Data excerpts

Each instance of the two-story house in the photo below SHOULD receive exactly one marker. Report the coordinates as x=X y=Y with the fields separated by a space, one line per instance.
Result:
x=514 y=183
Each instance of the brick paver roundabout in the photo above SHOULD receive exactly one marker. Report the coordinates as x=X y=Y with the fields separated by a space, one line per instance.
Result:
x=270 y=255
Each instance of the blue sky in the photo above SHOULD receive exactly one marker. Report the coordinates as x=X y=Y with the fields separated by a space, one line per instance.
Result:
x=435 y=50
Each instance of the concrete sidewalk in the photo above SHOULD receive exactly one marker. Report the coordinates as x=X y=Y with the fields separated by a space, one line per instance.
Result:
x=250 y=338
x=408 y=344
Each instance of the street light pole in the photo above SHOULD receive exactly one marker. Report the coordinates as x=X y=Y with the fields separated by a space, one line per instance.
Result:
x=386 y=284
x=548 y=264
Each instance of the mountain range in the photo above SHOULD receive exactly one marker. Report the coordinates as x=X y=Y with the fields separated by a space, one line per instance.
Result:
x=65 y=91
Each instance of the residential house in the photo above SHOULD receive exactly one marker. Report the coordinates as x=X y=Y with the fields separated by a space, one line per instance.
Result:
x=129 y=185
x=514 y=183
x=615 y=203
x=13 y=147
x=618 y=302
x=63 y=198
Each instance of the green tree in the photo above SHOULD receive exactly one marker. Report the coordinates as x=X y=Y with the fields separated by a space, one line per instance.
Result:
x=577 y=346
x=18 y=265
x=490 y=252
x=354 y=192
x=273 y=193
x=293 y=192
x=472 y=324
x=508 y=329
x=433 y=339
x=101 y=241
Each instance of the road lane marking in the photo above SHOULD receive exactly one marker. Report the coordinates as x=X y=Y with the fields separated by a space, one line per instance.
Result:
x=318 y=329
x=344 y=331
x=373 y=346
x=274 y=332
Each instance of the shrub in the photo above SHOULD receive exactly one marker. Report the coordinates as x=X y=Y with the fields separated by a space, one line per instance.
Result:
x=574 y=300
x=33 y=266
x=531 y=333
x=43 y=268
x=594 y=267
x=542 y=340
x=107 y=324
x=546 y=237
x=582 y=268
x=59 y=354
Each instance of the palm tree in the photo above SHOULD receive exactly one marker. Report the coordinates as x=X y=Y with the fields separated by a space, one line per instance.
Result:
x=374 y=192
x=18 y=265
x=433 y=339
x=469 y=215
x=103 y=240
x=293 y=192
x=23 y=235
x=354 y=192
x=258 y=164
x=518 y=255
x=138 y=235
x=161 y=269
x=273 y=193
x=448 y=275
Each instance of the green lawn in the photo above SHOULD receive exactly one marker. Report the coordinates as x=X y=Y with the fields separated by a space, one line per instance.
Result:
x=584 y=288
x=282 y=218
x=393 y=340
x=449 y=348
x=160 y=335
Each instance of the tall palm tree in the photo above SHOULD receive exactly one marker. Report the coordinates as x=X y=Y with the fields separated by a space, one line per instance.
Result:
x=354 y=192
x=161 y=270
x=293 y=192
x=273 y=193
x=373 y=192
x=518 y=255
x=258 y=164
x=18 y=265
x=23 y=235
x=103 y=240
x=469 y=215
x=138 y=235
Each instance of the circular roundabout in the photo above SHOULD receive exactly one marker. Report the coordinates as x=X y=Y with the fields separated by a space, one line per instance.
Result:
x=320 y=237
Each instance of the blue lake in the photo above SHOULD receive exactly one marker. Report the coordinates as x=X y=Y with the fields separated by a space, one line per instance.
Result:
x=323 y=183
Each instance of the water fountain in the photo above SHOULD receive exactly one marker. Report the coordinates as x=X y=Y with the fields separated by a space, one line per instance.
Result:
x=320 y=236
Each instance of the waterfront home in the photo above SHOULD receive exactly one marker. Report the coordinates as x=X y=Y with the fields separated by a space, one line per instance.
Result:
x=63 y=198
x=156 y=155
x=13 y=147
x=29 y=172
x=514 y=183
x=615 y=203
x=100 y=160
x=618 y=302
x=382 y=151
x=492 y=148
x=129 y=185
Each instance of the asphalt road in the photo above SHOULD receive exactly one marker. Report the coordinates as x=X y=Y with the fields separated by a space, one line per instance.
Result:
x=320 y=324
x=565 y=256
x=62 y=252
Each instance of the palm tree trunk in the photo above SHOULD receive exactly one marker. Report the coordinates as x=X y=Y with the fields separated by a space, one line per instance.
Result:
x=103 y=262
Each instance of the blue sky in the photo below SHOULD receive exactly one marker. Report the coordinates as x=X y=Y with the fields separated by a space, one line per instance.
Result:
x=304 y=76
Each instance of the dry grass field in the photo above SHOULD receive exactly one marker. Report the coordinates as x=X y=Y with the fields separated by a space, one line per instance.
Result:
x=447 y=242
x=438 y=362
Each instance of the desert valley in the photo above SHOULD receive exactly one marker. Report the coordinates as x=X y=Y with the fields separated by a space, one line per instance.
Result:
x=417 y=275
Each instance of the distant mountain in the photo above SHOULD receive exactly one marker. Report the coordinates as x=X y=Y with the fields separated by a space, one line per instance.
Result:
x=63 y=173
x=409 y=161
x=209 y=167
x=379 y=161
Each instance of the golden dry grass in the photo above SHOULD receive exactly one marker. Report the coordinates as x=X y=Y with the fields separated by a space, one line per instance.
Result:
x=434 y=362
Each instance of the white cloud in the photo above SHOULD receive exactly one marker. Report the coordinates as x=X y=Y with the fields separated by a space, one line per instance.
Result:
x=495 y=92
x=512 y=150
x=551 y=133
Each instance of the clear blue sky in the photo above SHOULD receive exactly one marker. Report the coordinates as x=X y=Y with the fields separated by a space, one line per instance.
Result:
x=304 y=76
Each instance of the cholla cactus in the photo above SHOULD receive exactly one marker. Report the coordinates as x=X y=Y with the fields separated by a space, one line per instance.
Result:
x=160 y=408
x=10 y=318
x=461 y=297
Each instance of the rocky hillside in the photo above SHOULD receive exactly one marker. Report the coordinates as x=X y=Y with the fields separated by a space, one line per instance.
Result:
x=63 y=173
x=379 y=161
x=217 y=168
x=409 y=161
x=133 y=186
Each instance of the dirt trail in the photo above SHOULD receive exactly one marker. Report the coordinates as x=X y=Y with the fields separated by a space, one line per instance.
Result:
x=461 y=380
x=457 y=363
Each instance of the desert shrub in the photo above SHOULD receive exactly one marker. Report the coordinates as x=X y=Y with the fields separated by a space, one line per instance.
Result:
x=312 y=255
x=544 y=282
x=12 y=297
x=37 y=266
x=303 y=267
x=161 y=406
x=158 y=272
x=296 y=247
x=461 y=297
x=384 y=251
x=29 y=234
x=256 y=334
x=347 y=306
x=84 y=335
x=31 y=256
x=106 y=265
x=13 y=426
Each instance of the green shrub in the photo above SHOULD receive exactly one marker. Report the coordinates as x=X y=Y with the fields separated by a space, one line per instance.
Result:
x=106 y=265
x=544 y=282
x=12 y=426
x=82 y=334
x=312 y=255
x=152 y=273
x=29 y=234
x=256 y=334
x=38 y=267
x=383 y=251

§ GOAL OF THE EXERCISE
Please say only the number of lines in the data that hold "road".

§ PROBLEM SOLUTION
2